§ Problem set:
[1] Answer these from the article on Anna Gurji:
(a) How old is Anna Giorgobiani?
(b) On what date did Neil Gaiman publish "A Letter from a Scared Actress"?
(c) What role did Gurji audition for?
[2] Return the part of the article on Anna Gurji from "Gurji writes that she" up to and including "in the desert.".

§ Supplied text:
-- Begin --

A Facebook photo of Georgian actress Anna Gurji
A Facebook photo of Georgian actress Anna Gurji
Aspiring actress Anna Giorgobiani finally made the giant leap to Hollywood from her native Tbilisi. Now, with her excitement over landing a role in an "indie feature film" turned to disgust, the 21-year-old Georgian finds herself at the center of fundamentalist Muslim outrage that has sparked protests around the world and left more than a dozen people dead.

Cast members say the amateurish "Innocence of Muslims" was heavily dubbed and edited without their knowledge to mock Islam and the Prophet Muhammad.

It also appears to feature Anna Gurji (as Anna Giorgobiani is known in the business) chasing a man -- who is either "George" or "Muhammad," depending on your perspective -- around a tent with a shoe (at the 13-minute mark in the film's trailer on YouTube).

On September 17, English writer and comic-book artist Neil Gaiman published "A Letter from a Scared Actress," which Gurji is said to have sent him a few days ago.

In the emotionally charged message, Gurji claims that she auditioned in the summer of 2011 for the role of "Hilary" in a movie that the producers told her was called "Desert Warrior." Consistent with an open letter from the cast members from last week, Gurji writes that the actors were led to believe they were filming an adventure drama about a tribe in ancient Egypt. There was no "Muhammad" or suggestion of blasphemy until the slipshod dubbing was added after filming, they say.

Gurji writes that she is "shattered" and "shocked" to see people killed over the movie:

"There was no mention EVER by anyone of MUHAMMAD and no mention of religion during the entire time I was on the set. I am hundred percent certain nobody in the cast and nobody in the US artistic side of the crew knew what was really planned for this 'Desert Warrior.'"

As Gurji describes it, her character was a young girl sold against her will to a tribal leader known as "George." She was led to believe that the movie was about tribes in ancient Egypt competing to find a comet with supernatural powers that had fallen in the desert.

-- End --

§ Supplied material:

-- Begin --

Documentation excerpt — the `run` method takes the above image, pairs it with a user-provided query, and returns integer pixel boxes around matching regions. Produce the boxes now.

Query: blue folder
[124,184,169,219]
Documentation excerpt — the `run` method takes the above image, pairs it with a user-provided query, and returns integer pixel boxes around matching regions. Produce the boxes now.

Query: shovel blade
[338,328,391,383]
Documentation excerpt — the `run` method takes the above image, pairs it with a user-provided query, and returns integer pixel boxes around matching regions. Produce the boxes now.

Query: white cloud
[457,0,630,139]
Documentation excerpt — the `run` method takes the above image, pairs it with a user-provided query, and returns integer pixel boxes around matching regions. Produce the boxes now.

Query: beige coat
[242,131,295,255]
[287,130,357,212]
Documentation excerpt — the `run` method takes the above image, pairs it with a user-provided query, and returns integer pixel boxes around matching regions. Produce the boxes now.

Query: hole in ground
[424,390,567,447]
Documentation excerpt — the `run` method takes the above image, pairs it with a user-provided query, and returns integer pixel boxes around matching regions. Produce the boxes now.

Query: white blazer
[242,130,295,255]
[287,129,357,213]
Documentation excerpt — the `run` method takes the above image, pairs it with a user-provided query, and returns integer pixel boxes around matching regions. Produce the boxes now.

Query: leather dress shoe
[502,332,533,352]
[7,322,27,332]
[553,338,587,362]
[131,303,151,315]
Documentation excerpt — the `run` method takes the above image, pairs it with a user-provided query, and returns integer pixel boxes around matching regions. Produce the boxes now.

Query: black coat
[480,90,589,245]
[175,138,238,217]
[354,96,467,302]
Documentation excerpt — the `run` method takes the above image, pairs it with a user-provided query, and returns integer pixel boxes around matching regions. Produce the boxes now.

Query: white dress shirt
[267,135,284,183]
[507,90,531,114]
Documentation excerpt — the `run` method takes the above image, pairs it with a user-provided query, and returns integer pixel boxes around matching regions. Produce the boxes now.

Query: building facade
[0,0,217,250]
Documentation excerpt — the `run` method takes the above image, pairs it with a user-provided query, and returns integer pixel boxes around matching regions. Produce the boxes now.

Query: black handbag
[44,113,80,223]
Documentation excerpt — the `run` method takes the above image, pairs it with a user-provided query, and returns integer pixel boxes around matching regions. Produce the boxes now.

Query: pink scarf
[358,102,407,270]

-- End --

§ Responses to the exercise:
[1]
(a) 21
(b) September 17
(c) "Hilary"

[2]
Gurji writes that she is "shattered" and "shocked" to see people killed over the movie:

"There was no mention EVER by anyone of MUHAMMAD and no mention of religion during the entire time I was on the set. I am hundred percent certain nobody in the cast and nobody in the US artistic side of the crew knew what was really planned for this 'Desert Warrior.'"

As Gurji describes it, her character was a young girl sold against her will to a tribal leader known as "George." She was led to believe that the movie was about tribes in ancient Egypt competing to find a comet with supernatural powers that had fallen in the desert.